- **Description of the task**: Please present every line of the material below as a Markdown table with the columns Row and Line, skipping blank lines. Leave the pictures out of the table.

Point annotations for photographs
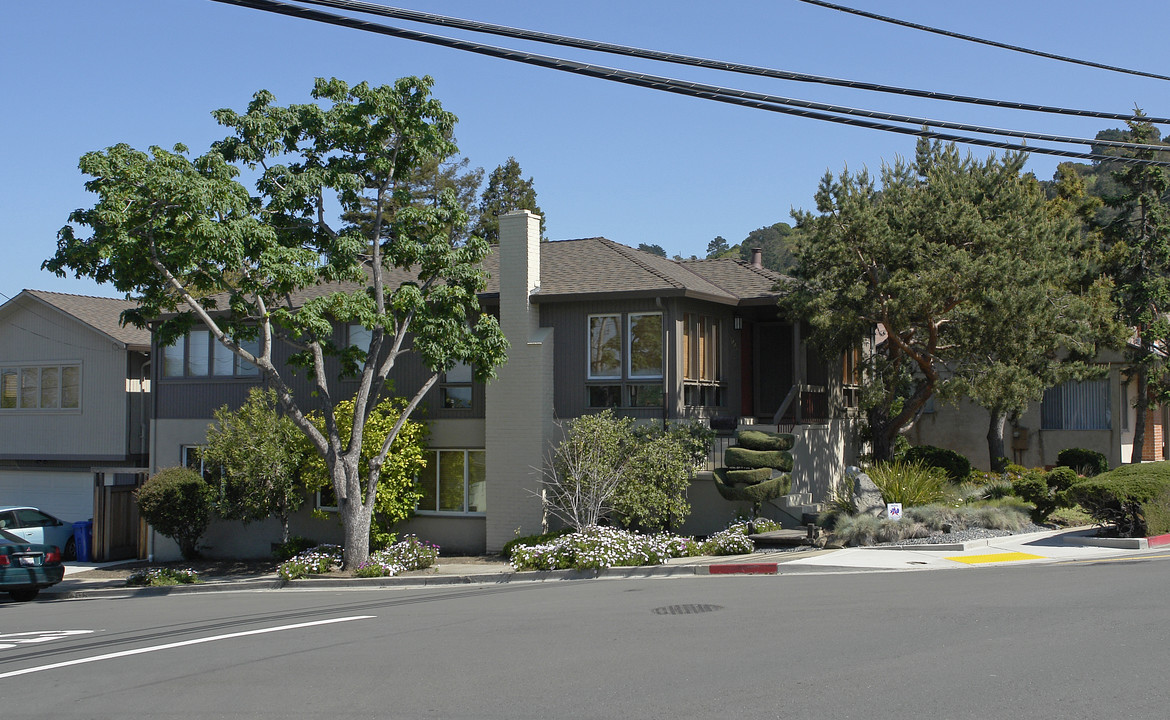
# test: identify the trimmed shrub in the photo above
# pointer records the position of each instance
(909, 482)
(1088, 463)
(956, 466)
(758, 439)
(1133, 498)
(294, 547)
(749, 477)
(1045, 491)
(742, 457)
(177, 502)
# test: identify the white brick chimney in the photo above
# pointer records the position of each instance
(518, 423)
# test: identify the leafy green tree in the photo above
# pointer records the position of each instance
(653, 491)
(1137, 238)
(259, 453)
(192, 245)
(931, 259)
(398, 488)
(177, 502)
(507, 191)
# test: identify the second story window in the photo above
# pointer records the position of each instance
(40, 388)
(702, 374)
(605, 345)
(456, 386)
(198, 354)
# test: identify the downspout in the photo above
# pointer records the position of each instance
(658, 303)
(144, 440)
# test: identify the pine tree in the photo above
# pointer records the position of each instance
(506, 191)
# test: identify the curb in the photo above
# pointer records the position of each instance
(968, 544)
(107, 590)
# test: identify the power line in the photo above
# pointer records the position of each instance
(701, 62)
(993, 43)
(740, 97)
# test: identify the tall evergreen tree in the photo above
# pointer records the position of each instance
(935, 259)
(507, 191)
(1138, 244)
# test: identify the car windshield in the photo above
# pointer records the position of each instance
(9, 537)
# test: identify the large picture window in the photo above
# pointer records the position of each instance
(1076, 405)
(454, 481)
(456, 386)
(198, 354)
(40, 388)
(645, 344)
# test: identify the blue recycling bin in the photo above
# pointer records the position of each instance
(83, 535)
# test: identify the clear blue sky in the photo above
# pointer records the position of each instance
(630, 164)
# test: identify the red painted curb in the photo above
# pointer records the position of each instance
(1157, 541)
(758, 568)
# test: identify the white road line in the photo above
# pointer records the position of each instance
(170, 645)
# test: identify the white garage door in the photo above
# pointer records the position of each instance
(66, 495)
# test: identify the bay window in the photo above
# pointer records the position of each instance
(702, 372)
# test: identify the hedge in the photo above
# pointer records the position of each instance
(1134, 498)
(1088, 463)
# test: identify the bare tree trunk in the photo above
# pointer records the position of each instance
(996, 440)
(1141, 404)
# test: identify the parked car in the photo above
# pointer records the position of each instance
(27, 567)
(38, 527)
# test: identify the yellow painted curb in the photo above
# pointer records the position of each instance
(972, 560)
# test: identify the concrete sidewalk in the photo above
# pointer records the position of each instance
(1047, 547)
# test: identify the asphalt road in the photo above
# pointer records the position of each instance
(1085, 639)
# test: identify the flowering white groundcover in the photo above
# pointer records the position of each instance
(407, 554)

- **Solution**:
| Row | Line |
|---|---|
| 1 | # test: identify the trimmed shrub in the photo above |
| 2 | # pointer records the position of each instance |
| 3 | (909, 482) |
| 4 | (1088, 463) |
| 5 | (956, 466) |
| 6 | (758, 439) |
| 7 | (1133, 498) |
| 8 | (294, 547) |
| 9 | (749, 477) |
| 10 | (1045, 491) |
| 11 | (742, 457) |
| 12 | (177, 502) |
| 13 | # test: identify the white brick chimney in the photo above |
| 14 | # pointer records the position of each instance |
| 15 | (518, 423) |
| 16 | # test: identify the leafy green tree in the photo above |
| 17 | # pointer records the position of each instance |
| 18 | (653, 491) |
| 19 | (1137, 238) |
| 20 | (259, 453) |
| 21 | (192, 245) |
| 22 | (931, 259) |
| 23 | (398, 488) |
| 24 | (177, 502) |
| 25 | (507, 191) |
| 26 | # test: identify the second story window in the photo above |
| 27 | # pointer records the position of each instance |
| 28 | (40, 388) |
| 29 | (702, 374) |
| 30 | (605, 345) |
| 31 | (456, 386) |
| 32 | (198, 354) |
| 33 | # test: identify the downspout in the photo above |
| 34 | # pointer records the position of each instance |
| 35 | (658, 303) |
| 36 | (144, 440) |
| 37 | # test: identify the pine tree in the photo above |
| 38 | # pointer records the position of each instance |
| 39 | (506, 191) |
| 40 | # test: identify the curb in the photo above |
| 41 | # pointer records the position of each instance |
| 42 | (968, 544) |
| 43 | (107, 590) |
| 44 | # test: identify the power line in the photo above |
| 45 | # pointer records the position of each instance |
| 46 | (701, 62) |
| 47 | (993, 43) |
| 48 | (740, 97) |
| 49 | # test: identify the tall evergreen tree in the photo above |
| 50 | # pointer records the position of each instance |
| 51 | (935, 259) |
| 52 | (507, 191) |
| 53 | (1138, 244) |
| 54 | # test: identify the car windshield in the photo above |
| 55 | # pointer records the position of each instance |
| 56 | (9, 537) |
| 57 | # test: identify the large picture window in the photo above |
| 58 | # pointer records the position of each instance |
| 59 | (1076, 405) |
| 60 | (454, 481) |
| 61 | (456, 386) |
| 62 | (198, 354) |
| 63 | (40, 388) |
| 64 | (645, 344) |
| 65 | # test: identify the blue recycling bin in the photo above |
| 66 | # pointer records the position of each instance |
| 67 | (83, 535) |
| 68 | # test: identify the clear blue sky in the photo above |
| 69 | # pointer records the position of each instance |
| 70 | (630, 164) |
| 71 | # test: identify the red painted curb in the photo above |
| 72 | # pointer records the position of each instance |
| 73 | (1157, 541) |
| 74 | (758, 568) |
| 75 | # test: identify the white road line in the photo above |
| 76 | # pointer records the position of each instance |
| 77 | (170, 645) |
| 78 | # test: identify the white garage door in the photo above |
| 79 | # pointer records the position of each instance |
| 80 | (66, 495) |
| 81 | # test: identify the bay window in the photo above |
| 82 | # pointer records the position of each instance |
| 83 | (702, 372) |
| 84 | # test: identify the hedge in the photo above |
| 85 | # pointer records the position of each instance |
| 86 | (1134, 498) |
| 87 | (1088, 463) |
| 88 | # test: identify the bare tree trunk in the photo above |
| 89 | # pointer records the position of each instance |
| 90 | (996, 440) |
| 91 | (1141, 404) |
| 92 | # test: identify the parked car in the photo above |
| 93 | # pointer records the position of each instance |
| 94 | (27, 567) |
| 95 | (38, 527) |
| 96 | # test: identify the yellow painted curb in the photo above |
| 97 | # pointer records the position of each instance |
| 98 | (972, 560) |
| 99 | # test: identify the concrete sidewalk in the photo above |
| 100 | # pointer records the position of each instance |
| 101 | (1047, 547) |
| 102 | # test: identify the asphalt road in the photo above |
| 103 | # pointer records the position of each instance |
| 104 | (1085, 639) |
| 105 | # test: identify the flowering white groundcover in the photo above |
| 106 | # pointer records the position of each instance |
| 107 | (407, 554) |